PROBLEM DETAILS
The lines to extract run from the start of the records through the line with "[[56, 5], [76, 15]]", both ends included; drop the pictures.
Segment Start: MATERIAL SHOWN
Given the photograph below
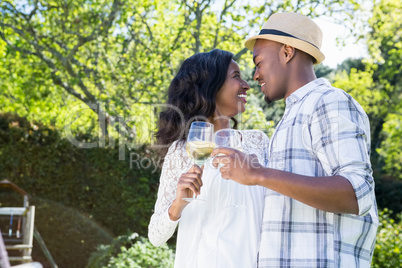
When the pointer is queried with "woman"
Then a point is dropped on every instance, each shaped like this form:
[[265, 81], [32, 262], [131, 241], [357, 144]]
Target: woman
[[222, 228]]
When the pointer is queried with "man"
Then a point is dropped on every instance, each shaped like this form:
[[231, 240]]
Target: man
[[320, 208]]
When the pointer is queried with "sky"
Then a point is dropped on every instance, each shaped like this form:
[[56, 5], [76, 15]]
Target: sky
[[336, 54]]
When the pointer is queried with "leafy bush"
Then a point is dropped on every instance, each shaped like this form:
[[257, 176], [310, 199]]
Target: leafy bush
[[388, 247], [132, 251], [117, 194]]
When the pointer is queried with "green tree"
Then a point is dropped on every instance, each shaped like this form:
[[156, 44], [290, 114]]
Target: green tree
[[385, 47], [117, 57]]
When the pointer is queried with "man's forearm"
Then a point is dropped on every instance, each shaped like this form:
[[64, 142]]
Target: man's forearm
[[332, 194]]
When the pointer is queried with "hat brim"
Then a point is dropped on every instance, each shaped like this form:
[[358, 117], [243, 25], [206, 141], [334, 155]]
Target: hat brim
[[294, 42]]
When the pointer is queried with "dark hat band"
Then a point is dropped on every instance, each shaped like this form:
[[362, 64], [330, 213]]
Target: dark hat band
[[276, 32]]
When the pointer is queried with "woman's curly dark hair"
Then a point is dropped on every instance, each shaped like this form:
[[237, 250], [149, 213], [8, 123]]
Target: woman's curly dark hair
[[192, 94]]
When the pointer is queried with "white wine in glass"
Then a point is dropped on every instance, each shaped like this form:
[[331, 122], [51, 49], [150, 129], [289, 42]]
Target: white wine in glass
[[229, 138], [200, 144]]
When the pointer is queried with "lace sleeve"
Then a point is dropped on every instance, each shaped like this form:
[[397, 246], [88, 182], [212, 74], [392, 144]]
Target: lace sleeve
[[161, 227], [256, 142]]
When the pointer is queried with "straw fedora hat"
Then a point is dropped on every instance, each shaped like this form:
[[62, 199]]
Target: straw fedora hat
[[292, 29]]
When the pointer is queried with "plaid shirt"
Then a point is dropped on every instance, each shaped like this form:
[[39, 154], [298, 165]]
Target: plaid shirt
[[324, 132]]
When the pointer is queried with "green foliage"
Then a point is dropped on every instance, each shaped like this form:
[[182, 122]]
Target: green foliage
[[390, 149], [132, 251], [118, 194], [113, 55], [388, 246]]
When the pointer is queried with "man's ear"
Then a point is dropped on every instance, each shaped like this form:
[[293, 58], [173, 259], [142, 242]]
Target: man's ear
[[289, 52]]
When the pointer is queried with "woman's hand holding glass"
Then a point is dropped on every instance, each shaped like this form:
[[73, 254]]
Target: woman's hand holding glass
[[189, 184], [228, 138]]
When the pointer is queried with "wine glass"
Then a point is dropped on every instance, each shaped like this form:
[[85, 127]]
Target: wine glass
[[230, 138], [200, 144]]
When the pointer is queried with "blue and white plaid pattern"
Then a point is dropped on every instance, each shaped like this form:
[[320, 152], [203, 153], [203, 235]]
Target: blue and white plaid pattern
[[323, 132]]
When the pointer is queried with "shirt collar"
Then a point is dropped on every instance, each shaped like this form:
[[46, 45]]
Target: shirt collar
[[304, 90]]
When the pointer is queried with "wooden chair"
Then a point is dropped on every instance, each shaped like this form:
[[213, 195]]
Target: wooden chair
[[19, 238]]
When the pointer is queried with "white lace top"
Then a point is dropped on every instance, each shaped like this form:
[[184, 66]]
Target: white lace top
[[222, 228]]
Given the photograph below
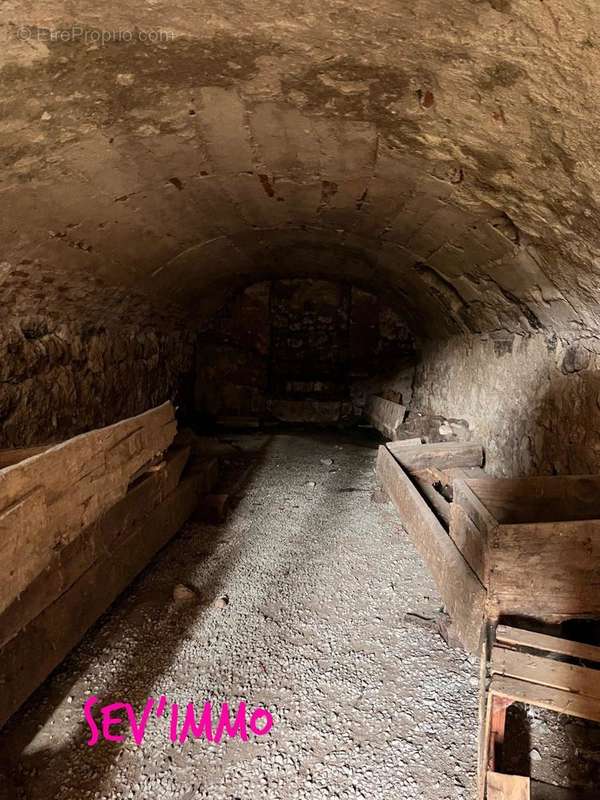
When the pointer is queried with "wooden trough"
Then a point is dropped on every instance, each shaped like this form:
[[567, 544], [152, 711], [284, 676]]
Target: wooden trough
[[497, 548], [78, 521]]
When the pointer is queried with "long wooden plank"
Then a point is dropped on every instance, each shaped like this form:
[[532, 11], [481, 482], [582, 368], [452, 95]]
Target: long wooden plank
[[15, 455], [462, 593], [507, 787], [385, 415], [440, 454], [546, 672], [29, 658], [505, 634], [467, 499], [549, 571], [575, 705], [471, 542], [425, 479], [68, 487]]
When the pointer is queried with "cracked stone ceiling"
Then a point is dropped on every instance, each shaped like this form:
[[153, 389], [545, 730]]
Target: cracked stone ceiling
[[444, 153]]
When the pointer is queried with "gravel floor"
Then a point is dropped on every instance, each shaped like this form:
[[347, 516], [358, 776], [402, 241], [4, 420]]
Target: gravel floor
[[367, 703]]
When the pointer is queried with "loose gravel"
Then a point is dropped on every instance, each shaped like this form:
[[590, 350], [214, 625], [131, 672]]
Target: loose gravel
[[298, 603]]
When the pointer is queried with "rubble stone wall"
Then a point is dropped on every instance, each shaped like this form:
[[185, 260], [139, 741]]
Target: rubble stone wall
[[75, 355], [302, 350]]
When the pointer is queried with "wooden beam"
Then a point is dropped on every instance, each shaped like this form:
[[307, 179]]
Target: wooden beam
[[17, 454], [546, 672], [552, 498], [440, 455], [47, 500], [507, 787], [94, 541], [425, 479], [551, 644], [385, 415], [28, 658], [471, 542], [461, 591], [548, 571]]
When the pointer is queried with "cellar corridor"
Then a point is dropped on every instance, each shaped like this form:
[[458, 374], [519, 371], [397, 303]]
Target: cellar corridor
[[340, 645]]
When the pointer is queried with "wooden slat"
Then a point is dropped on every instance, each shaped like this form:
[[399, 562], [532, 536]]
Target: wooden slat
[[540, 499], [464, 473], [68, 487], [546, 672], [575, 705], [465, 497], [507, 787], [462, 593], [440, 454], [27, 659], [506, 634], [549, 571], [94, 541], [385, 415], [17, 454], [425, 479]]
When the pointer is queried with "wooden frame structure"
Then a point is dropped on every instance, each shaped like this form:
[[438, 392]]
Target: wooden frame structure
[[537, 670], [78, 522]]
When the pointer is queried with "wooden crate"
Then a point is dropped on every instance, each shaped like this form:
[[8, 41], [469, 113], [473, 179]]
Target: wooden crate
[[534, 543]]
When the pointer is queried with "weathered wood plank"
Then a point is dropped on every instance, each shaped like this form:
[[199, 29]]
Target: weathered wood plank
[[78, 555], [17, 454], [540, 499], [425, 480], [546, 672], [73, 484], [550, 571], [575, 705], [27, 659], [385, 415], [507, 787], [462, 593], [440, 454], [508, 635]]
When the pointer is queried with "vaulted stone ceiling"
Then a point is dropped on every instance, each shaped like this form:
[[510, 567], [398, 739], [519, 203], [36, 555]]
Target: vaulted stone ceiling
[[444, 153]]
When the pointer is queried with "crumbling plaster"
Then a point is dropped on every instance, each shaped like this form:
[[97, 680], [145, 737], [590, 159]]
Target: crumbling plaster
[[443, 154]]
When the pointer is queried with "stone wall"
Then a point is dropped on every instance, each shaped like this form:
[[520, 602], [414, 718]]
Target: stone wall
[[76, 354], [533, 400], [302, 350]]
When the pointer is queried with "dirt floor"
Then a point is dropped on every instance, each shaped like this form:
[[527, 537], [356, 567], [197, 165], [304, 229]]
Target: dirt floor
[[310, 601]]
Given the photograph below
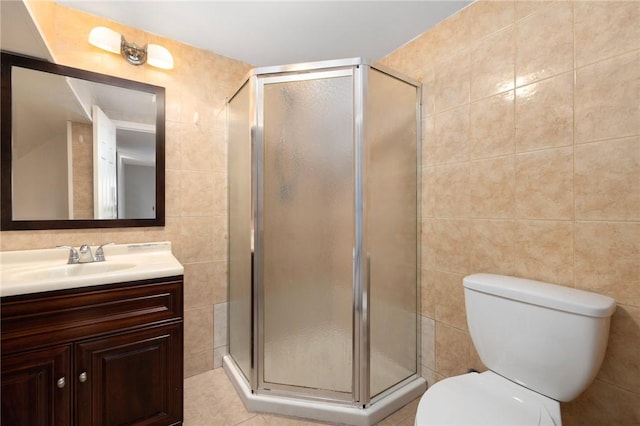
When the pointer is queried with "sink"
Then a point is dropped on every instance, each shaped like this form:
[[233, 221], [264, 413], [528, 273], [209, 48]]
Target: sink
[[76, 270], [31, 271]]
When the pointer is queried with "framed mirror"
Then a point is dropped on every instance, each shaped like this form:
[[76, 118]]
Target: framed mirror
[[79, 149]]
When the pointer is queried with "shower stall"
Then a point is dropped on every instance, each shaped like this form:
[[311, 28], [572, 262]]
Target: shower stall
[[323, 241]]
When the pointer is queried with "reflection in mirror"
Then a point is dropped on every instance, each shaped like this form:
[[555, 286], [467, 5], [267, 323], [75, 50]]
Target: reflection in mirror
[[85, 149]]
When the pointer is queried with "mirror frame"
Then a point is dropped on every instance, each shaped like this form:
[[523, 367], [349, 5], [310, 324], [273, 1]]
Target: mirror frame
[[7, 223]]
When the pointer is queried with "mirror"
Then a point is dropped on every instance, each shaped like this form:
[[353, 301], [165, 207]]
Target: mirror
Segment End: MATERIAL SHOWN
EXERCISE RESPONSE
Given the photograph below
When the pointer is queried with "woman"
Then a point is dropped on every instance, each shaped like this form:
[[265, 81], [32, 262], [131, 241], [357, 144]]
Target: woman
[[222, 228]]
When the pointer is queried with "man"
Then a point is dropped on every instance, each shaped like this form:
[[231, 240]]
Target: man
[[320, 208]]
When the pointer is queried with "sky"
Then a point is dropped on every instance, each shaped like this form:
[[56, 5], [76, 15]]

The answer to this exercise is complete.